Há muita gente falando que a crise do coronavírus pode ser pior que a crise de 1929, que ficou conhecida como "Grande Depressão", por ser a maior crise da história. Mas será que é isso mesmo?

Eu sou César Esperandio, economista do Econoweek, a tradução da economia e das crises. E agora vou contar o que aconteceu na Crise de 1929 e quais são as semelhanças e diferenças com o que vivemos hoje.

A história da Crise de 29

A Crise de 29, que também ficou conhecida como A Grande Depressão, começou com o Crash da Bolsa americana no ano de 1929 e é considerada a maior crise da história.

Curiosamente, uma das principais interpretações dessa crise é que ele teve início pouco depois da Primeira Guerra Mundial e chegou de fato ao fim apenas depois da Segunda Guerra Mundial.

A Primeira Guerra Mundial ocorreu em terreno europeu, entre 1914 e 1918, com os Estados Unidos fornecendo alimentação, armamento e empréstimo aos seus aliados, e saindo ileso já que não houve batalha em solo americano.

Com o fim da guerra, a Europa estava destruída e, mais uma vez, os Estados Unidos reforçaram a ajuda na reconstrução, aumentando sua hegemonia econômica e ficando ainda mais ricos com o crescimento industrial, vendendo de tudo para os países destruídos, além de contar com forte expansão do crédito, com o mercado financeiro bastante desregulamentado.

Os "loucos anos 20", como ficou conhecido esse período nos Estados Unidos, foi marcado por crédito abundante e consumo desenfreado. Até que chegou um momento em que o ciclo de compras de bens duráveis, como carros e eletrodomésticos, foi perdendo força, e muitos começaram a investir na Bolsa, em vez de gastar tudo.

Com excesso de otimismo e amplo acesso ao crédito, várias pessoas passaram a se endividar para comprar ações na Bolsa de valores.

No vídeo acima, mostrei que como a Bolsa subia muito, era possível pagar o empréstimo e ainda sobrar dinheiro.

Mas a Bolsa passou por uma supervalorização. Especialistas dizem que a alta ocorreu em ritmo muito maior que o crescimento real da economia e das empresas.

Entre 1921 e 1929, a Bolsa subiu quase 500%.

Muita gente (incluindo pessoas, bancos e empresas) acreditava no enriquecimento rápido e fácil. Bastava colocar dinheiro na Bolsa, que o investimento se multiplicaria e todos ficariam ricos.

● ● ● ● ●

→ Partes do exercício:
**a.** Resuma em duas frases o texto sobre a Crise de 1929.
**b.** Transcreva do texto sobre a Crise de 1929 o trecho começando por "Com excesso de" e seguindo até "e das empresas.".

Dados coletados
● ● ● ● ●

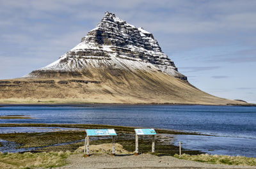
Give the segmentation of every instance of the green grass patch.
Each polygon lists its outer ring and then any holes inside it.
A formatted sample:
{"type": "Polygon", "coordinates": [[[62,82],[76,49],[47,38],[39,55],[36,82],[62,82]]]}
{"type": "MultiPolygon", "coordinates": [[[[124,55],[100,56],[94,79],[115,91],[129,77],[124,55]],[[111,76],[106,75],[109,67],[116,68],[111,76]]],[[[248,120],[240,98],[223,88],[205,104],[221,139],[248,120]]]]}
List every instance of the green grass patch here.
{"type": "MultiPolygon", "coordinates": [[[[175,154],[174,157],[180,158],[179,155],[175,154]]],[[[223,155],[188,155],[183,154],[180,159],[192,160],[195,161],[209,163],[211,164],[224,164],[228,165],[247,165],[256,166],[256,158],[246,158],[243,156],[230,156],[223,155]]]]}
{"type": "Polygon", "coordinates": [[[1,168],[35,168],[58,167],[67,165],[70,152],[42,153],[0,153],[1,168]]]}

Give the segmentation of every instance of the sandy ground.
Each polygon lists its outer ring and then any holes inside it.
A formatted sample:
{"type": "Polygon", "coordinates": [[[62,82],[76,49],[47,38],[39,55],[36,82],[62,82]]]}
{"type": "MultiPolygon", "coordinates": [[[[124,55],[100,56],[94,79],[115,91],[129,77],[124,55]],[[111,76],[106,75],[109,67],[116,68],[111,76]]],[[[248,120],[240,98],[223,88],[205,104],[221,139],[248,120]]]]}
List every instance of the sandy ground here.
{"type": "MultiPolygon", "coordinates": [[[[84,147],[77,149],[83,151],[84,147]]],[[[211,165],[189,160],[179,159],[172,156],[157,156],[150,154],[133,155],[120,144],[116,145],[115,156],[110,156],[111,144],[90,146],[92,155],[84,158],[83,153],[72,155],[68,158],[70,163],[57,168],[256,168],[255,166],[211,165]]]]}
{"type": "Polygon", "coordinates": [[[88,158],[79,154],[71,156],[68,160],[70,164],[57,168],[256,168],[255,166],[211,165],[149,154],[138,156],[132,154],[111,156],[101,154],[88,158]]]}

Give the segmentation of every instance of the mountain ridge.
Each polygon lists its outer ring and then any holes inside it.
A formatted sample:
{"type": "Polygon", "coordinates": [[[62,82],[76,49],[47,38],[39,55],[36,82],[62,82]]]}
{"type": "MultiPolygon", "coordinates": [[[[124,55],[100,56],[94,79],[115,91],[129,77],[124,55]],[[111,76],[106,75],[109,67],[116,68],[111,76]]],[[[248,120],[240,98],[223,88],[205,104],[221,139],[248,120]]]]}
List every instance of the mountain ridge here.
{"type": "Polygon", "coordinates": [[[44,72],[81,71],[88,67],[103,66],[131,71],[161,71],[187,80],[162,52],[152,33],[142,27],[136,28],[108,11],[96,27],[82,38],[80,43],[58,61],[24,77],[44,77],[44,72]]]}
{"type": "Polygon", "coordinates": [[[0,103],[241,105],[204,92],[178,71],[152,33],[106,12],[55,62],[0,80],[0,103]]]}

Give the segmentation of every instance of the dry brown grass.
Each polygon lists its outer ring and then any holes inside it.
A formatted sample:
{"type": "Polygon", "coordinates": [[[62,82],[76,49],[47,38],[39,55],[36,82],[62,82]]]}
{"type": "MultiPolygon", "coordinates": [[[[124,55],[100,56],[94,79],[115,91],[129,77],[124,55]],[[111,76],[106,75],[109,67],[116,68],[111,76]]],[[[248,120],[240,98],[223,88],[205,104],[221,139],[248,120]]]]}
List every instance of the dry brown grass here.
{"type": "MultiPolygon", "coordinates": [[[[175,154],[175,158],[179,158],[179,155],[175,154]]],[[[204,163],[209,163],[212,164],[225,164],[229,165],[247,165],[256,166],[256,158],[246,158],[243,156],[230,156],[223,155],[188,155],[184,154],[181,159],[196,161],[204,163]]]]}
{"type": "Polygon", "coordinates": [[[83,76],[69,78],[0,80],[0,103],[246,104],[213,96],[162,72],[114,73],[94,70],[83,76]]]}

● ● ● ● ●

→ Respostas:
**a.** A Crise de 1929, também conhecida como Grande Depressão, começou com o crash da Bolsa americana e é considerada a maior crise da história. Depois da Primeira Guerra Mundial, os Estados Unidos enriqueceram ajudando na reconstrução da Europa e contaram com crédito abundante, e muitas pessoas se endividaram para comprar ações numa Bolsa que subiu quase 500% entre 1921 e 1929.

**b.**
Com excesso de otimismo e amplo acesso ao crédito, várias pessoas passaram a se endividar para comprar ações na Bolsa de valores.

No vídeo acima, mostrei que como a Bolsa subia muito, era possível pagar o empréstimo e ainda sobrar dinheiro.

Mas a Bolsa passou por uma supervalorização. Especialistas dizem que a alta ocorreu em ritmo muito maior que o crescimento real da economia e das empresas.